What you need to do:
Render the records below as a two-column CSV with the headers input and output. Give one row for each input text paired with its answer, put each in a single quoted field with line breaks replaced by spaces, and omit the pictures.

Stored records

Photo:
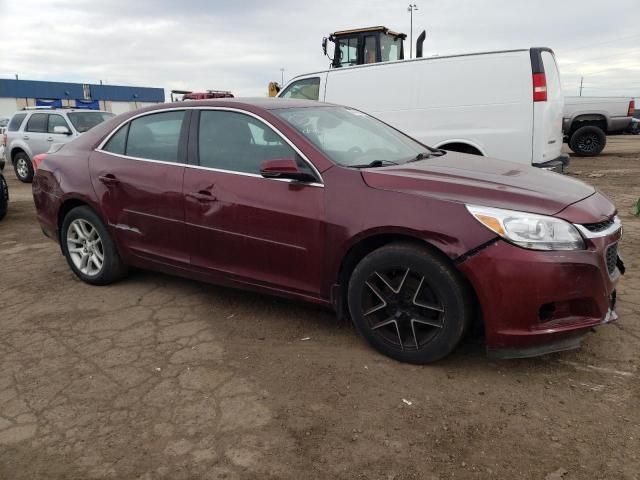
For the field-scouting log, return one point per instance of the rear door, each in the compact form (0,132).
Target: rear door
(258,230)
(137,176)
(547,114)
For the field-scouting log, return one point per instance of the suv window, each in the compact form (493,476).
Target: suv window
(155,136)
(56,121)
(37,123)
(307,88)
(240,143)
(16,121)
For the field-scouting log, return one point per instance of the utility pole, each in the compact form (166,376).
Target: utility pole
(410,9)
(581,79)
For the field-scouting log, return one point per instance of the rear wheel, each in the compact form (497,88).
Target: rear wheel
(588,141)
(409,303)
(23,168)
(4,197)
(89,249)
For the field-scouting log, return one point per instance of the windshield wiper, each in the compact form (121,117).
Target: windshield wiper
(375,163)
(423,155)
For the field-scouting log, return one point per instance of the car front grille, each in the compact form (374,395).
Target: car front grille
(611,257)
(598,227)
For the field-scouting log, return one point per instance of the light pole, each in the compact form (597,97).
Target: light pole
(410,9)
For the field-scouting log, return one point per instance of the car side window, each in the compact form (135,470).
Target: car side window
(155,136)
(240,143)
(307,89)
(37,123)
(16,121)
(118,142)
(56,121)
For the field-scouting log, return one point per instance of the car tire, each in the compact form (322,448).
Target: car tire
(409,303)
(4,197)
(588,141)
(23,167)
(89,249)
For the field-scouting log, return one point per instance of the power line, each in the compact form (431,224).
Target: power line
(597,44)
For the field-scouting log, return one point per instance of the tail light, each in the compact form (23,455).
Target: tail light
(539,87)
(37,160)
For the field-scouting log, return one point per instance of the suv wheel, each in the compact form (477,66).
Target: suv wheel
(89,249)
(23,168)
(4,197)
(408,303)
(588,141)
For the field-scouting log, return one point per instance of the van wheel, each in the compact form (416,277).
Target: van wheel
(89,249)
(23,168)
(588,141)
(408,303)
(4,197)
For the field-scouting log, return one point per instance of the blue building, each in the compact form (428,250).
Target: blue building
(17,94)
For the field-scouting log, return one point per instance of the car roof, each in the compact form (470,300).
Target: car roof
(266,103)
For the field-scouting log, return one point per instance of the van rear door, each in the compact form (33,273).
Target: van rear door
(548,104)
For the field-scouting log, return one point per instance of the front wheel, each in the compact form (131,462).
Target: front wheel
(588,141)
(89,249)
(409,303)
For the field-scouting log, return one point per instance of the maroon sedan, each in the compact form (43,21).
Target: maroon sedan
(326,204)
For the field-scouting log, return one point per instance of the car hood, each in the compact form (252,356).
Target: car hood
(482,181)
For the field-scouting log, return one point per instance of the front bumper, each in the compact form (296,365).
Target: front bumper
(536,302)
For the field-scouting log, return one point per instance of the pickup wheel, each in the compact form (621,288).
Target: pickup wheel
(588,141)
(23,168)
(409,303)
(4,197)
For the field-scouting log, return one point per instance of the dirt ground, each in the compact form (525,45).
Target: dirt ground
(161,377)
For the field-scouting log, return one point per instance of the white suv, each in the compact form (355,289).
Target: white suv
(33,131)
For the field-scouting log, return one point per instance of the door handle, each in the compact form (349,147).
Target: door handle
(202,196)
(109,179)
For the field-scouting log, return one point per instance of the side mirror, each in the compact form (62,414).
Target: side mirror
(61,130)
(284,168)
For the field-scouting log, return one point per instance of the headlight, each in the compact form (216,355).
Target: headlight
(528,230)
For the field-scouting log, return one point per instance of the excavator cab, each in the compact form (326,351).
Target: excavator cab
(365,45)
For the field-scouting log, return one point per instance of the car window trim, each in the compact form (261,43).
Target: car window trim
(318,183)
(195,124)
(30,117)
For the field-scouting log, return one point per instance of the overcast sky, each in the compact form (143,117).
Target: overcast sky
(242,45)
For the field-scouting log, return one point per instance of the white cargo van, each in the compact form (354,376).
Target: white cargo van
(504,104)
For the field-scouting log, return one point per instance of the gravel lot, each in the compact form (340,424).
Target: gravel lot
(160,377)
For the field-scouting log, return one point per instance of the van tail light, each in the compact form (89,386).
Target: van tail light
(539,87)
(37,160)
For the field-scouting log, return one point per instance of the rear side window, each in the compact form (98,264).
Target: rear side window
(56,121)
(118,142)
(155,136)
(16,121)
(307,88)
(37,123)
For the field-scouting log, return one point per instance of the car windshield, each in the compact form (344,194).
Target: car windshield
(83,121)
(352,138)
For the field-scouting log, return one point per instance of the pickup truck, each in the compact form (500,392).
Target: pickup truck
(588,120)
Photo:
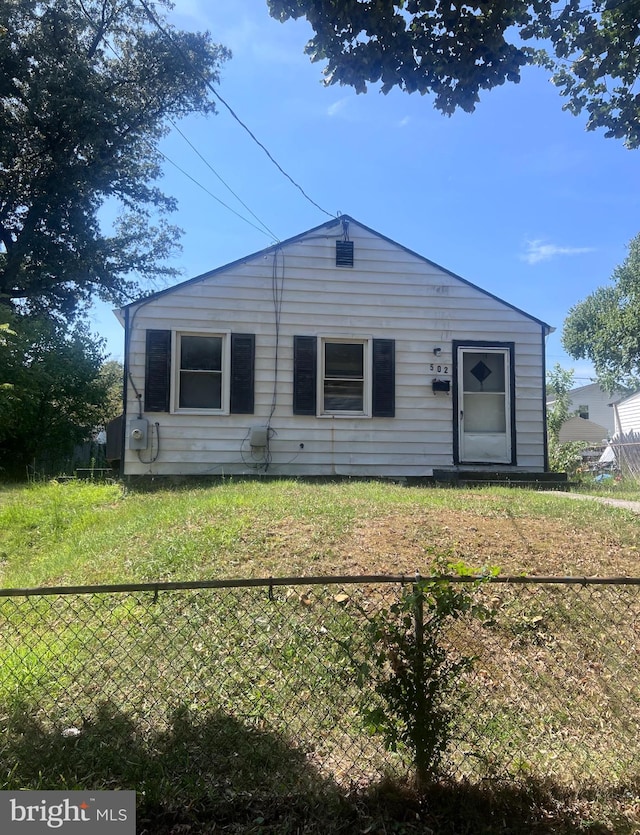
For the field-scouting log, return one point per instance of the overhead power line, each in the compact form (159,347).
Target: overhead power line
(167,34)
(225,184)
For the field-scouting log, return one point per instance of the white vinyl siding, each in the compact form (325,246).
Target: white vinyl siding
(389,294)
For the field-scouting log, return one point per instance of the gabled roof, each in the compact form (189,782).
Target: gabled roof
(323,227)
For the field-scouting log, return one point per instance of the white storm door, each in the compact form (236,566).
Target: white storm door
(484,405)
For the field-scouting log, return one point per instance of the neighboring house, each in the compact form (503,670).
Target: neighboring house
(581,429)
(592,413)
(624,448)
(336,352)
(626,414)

Solution to the problem:
input,output
"Photo: For the field-scouting log, return one point per instance of the rear door, each in the compact form (0,132). Target: rear door","(258,230) (137,176) (547,114)"
"For the field-scouting log, return one point per instance of the suv window, each in the compact form (493,476). Target: suv window","(155,136) (56,121) (37,123) (307,88) (240,143) (16,121)"
"For the field-scouting log, return one point per instance of the utility pole, each in the compact form (166,376). Target: utility pole","(410,9) (581,79)"
"For the field-scouting log, return one point per instance of the rear wheel, each in the compact form (497,88). Target: rear wheel","(588,141) (409,303) (23,168) (4,197) (89,249)"
"For the field-scouting log, return one point per instance of the windshield wiper, each in the compact form (121,117). Target: windshield wiper","(375,163) (423,155)"
"For the field-scouting log, return one point per instance of the car front grille, each in the compact form (374,395). Target: car front grille","(611,257) (598,227)"
"For the field-scouting log, return one point per instance of the light pole, each in the compact form (597,97). Target: light pole","(410,9)"
"For the field-scouting log, return one point per instance of the car side window, each in the compact form (135,470). Target: car side window","(155,136) (240,143) (307,89) (37,123) (16,121) (118,142) (56,121)"
"For the field-scouting log, return one point per instance of the car tire, each in the compact form (322,448). Target: car tire","(409,303) (4,197) (588,141) (23,167) (89,249)"
"For the field-scouting log, return one point per instance of the power line, each in the compact form (431,224). Target: power line","(597,44)"
"For the field-scouting log, return one point per instance of the tail light, each in the compact form (23,455). Target: tail light","(539,87) (37,160)"
"For the field-scouting log, return one point per instance of the suv wheel, each in the compact form (477,66). Target: suv wheel","(89,249) (23,168) (4,197) (408,303) (588,141)"
"For the field-scouting log, return one point per instance of the van wheel, each in the compact form (416,277). Target: van wheel","(89,249) (23,168) (588,141) (408,303) (4,197)"
"For the field-scouting log, return one point per instance of the blue building, each in the compact form (428,250). Target: blue building","(17,94)"
"For the field-scouting log, return one point per instance of the car roof, each in the compact form (470,300). Target: car roof","(266,103)"
"For the field-scouting log, return one point per instance of the van rear door, each in the compact form (33,273). Target: van rear door","(548,104)"
"For the field-scouting log, return one point per instance of the front wheel, each in the compact form (131,462). Target: front wheel","(588,141) (89,249) (409,303)"
"For the field-scouting log, return one point per instance of the maroon sedan, each in the compact form (43,21). Target: maroon sedan","(326,204)"
"For the field-scouting log, return one point per instance of the car hood, each in the compact form (252,356). Target: car hood","(482,181)"
"For the field-scouting log, return one point per instance of the front bumper, each in the compact form (296,365). Target: front bumper","(536,302)"
"For the field-scouting log, return one point per instance of the pickup wheel, each in the compact form (621,288). Target: pickup wheel","(588,141) (23,168) (409,303) (4,197)"
"For the field-scouting log, return one point per instance of the dirt ground, each in the compact form (525,45). Target: dirt ground","(161,377)"
"For the field-scouting log, return one point per instance of the white suv, each in the compact form (355,289). Target: white suv","(33,131)"
"For the field-scouting log, return one point per instance of the door handle, each in the compact form (349,147). Target: door handle","(202,196) (109,179)"
"For the field-scouting log, return one point per instance of the side mirror, each in the compact form (62,414). Target: side mirror","(61,130) (284,168)"
"For the field-scouting log, return one point per instance of the headlight, each in the compact form (216,355). Target: headlight","(528,230)"
"For the field-scouting log, return one point per instance of the excavator cab, each in the compact form (326,351). Target: excavator cab","(365,45)"
"For the field-scouting log, return one point per instance of the car window trim, each in the compact form (261,43). Target: car window trim","(318,183) (195,124) (30,117)"
"For the field-scouting log, return one point per instance of the overcast sky, each in the compact form (143,117). Target: overcast sky","(242,45)"
"For the field-scouting log, return one point per instance of the white cargo van, each in the compact form (354,376). Target: white cargo van","(504,104)"
"For the field-scouting log, return one point per instance of the gravel lot, each in the compact form (340,424). Target: gravel lot","(160,377)"
"For the field-scouting log, return one point per instance of the van tail light, each in the compact form (89,386). Target: van tail light","(539,87) (37,160)"
"For the field-scouting log, return one point per instance of the rear side window, each in the compact form (98,264). Target: rear side window","(56,121) (118,142) (155,136) (16,121) (307,88) (37,123)"
"For the field-scouting log, return one point per instance of the car windshield, each in the compact form (344,194). Target: car windshield","(83,121) (352,138)"
"For the field-scouting log, return one point per instance of the pickup truck, each in the compact form (500,392). Target: pickup truck","(588,120)"
"Photo: For the field-scouting log, return one point per instance of the overhead power line, each in the compact form (159,347). Target: overhead power line","(167,34) (225,184)"
"For the field-scouting log, return one point per instance of the white vinyl siding, each in the compact form (325,246). Target: white vinyl siding","(389,294)"
"For the field-scouting log, return one point per instance of the gabled roof, each in the compact form (189,782). Target: gabled roof","(323,227)"
"For the field-scouting log, return one point per instance of the white storm door, each in the compact form (236,566). Target: white storm door","(484,405)"
"For the field-scouting log, return one point per instance of the neighboring house, each in the compact form (503,670). Target: neighboring house","(581,429) (592,413) (624,448) (336,352) (626,414)"